Coloring Outside the Lines of Winckelmann’s Book: White Masculine Beauty and Feminine Polychromy

By Talia Neelis

A specter is haunting our reception of the ancient world– the specter of Johann Joachim Winckelmann. Dubbed the ‘Father of Art History,’ the 18th-century historian became a modern Pygmalion by rhetorically sculpting the canon of art historical values into his own Galatea. His fixation on the form of the white male sculptural body, which still carry through to ideologically-charged manipulations of the past among contemporary white supremacist groups. He idolized the Apollo Belvedere (135 CE, fig. 1) as the epitome of beauty with a “sublimely superhuman” build and a stance that conveys “the charming manliness of maturity with graceful youthfulness” (tr. Potts 2006, 357).

Apollo Belvedere, Vatican Museum. Photo by Richard Cassan, October 2009.

Winckelmann asserted that gleaming white sculptures of men allowed for closer examination of the body’s musculature, whereas female bodies and color marked unsophistication:

As it is confessedly the beauty of man which is to be conceived under one general idea,

so I have noticed that those who are observant of beauty only in women, and are moved

little or not at all by the beauty of men, seldom have an impartial, vital, inborn instinct for

beauty in art. To such persons the beauty of Greek art will ever seem wanting, because its

supreme beauty is rather male than female (ibid).

By distinguishing male bodies as ideal examples of pristine chiseled heroism, Winckelmann influenced generations to conceive statuary female bodies as inferior to male bodies.

Dataset extract:
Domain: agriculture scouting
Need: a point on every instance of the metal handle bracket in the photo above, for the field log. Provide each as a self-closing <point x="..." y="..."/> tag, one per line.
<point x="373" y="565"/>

Stated problem A: According to the essay on Winckelmann, why did he hold that people who notice beauty only in women will always find Greek art lacking? Answer in one to three sentences.
Stated problem B:
Answer these questions from the essay on Winckelmann, one per line:
(i) What title has Winckelmann been given?
(ii) Which sculpture did he idolize as the epitome of beauty?
(iii) What did he say gleaming white sculptures of men allowed for?
Draw only on the essay about Winckelmann.

Written solution A: Winckelmann held that the supreme beauty of Greek art is more male than female. People who are moved little or not at all by the beauty of men therefore lack the impartial instinct for beauty in art, so Greek art will always seem wanting to them.

Written solution B:
(i) The "Father of Art History."
(ii) The Apollo Belvedere.
(iii) A closer examination of the body's musculature.